A criss-cross gets us underway, followed by a series of hiptoss counters. It’s basic but Davey looked smooth and didn’t screw it up. They trade holds on the mat next and again it’s all fairly basic but by and large well-executed. Punk gets 2 with a vertical suplex but Andrews hits back with a dropkick. He goes to the well once too often though, misses the kick and Punk drops down into a deathlock. That’s nicely countered by Davey and he dropkicks Punk’s legs before going into a leglock. Punk runs out of the corner straight into a powerslam. Andrews eats a mule kick then the Shining Wizard. Punk wins it in 05:19 with the Anaconda Vice.


Rating - * - I don’t want to DUD it because Davey had barely been a wrestler for three months by this point and even from this you can see he has potential. There’s nothing elaborate, fancy or spectacularly technical in this whole match but there’s no enormous or consequential f*ck ups either.

○ ○ ○ ○ ○ ○ ○

Summarize the match review in two sentences.

Source data
○ ○ ○ ○ ○ ○ ○

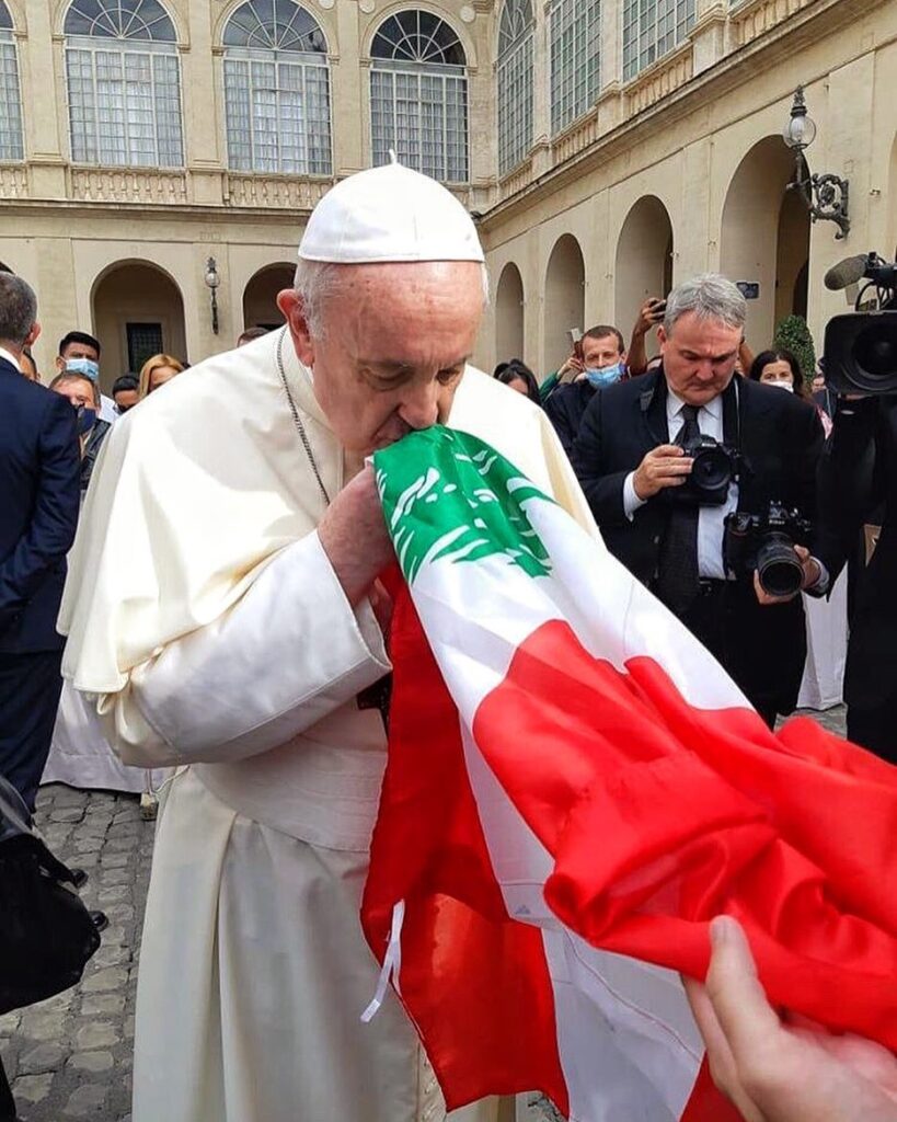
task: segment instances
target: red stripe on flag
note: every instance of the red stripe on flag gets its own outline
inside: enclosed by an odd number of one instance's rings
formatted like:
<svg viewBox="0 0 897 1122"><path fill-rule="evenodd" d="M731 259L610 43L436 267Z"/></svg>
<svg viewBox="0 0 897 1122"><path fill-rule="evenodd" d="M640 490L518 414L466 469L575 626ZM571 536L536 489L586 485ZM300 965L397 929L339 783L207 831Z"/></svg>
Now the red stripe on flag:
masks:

○ ○ ○ ○ ○ ○ ○

▶ _EXERCISE RESULT_:
After a match of fairly basic but largely well-executed exchanges, Punk beats Andrews in 05:19 with the Anaconda Vice. The review rates it one star, citing Davey's visible potential after barely three months as a wrestler and the lack of any enormous or consequential mistakes.